- [Data excerpts]:
------------------------------------------------------------------------

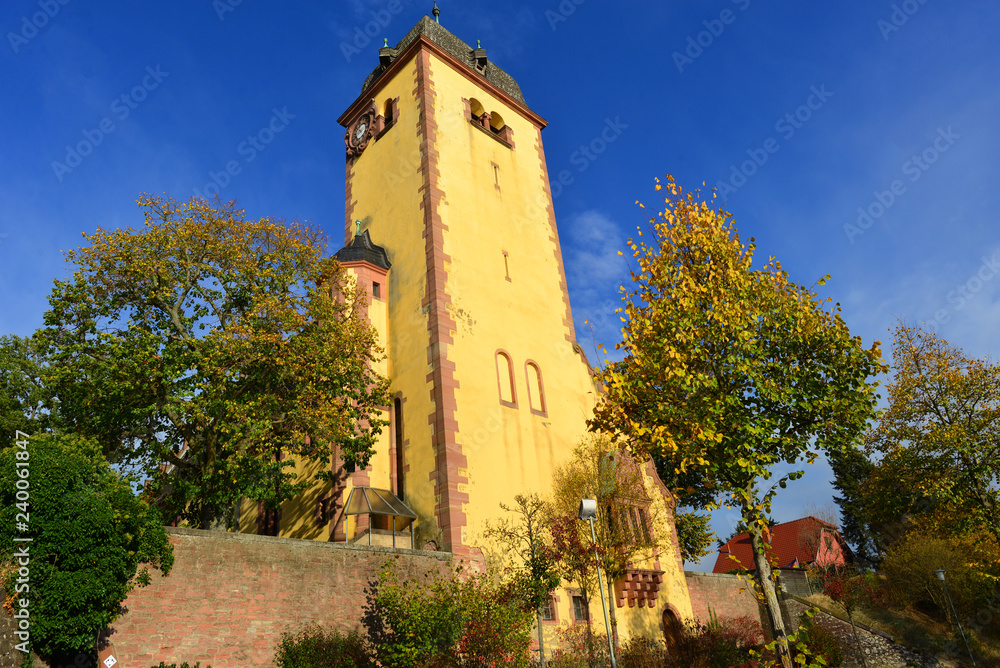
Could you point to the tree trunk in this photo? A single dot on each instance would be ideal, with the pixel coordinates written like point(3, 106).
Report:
point(857, 641)
point(612, 604)
point(770, 596)
point(591, 660)
point(541, 642)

------------------------------------------------------------------------

- [Instruction]: Could you restate all the material above, requests included, with every point coordinate in the answers scaled by 0.8 and rounded to whole numbers, halves rounding up? Keep the numbers inside the requests unchanged, and leave the pictures out.

- [Completed task]:
Could you point to the tree trunk in this photo? A single dot on each instance would be ideal, with the pixel coordinates written like point(3, 106).
Report:
point(686, 513)
point(490, 483)
point(616, 477)
point(473, 528)
point(433, 514)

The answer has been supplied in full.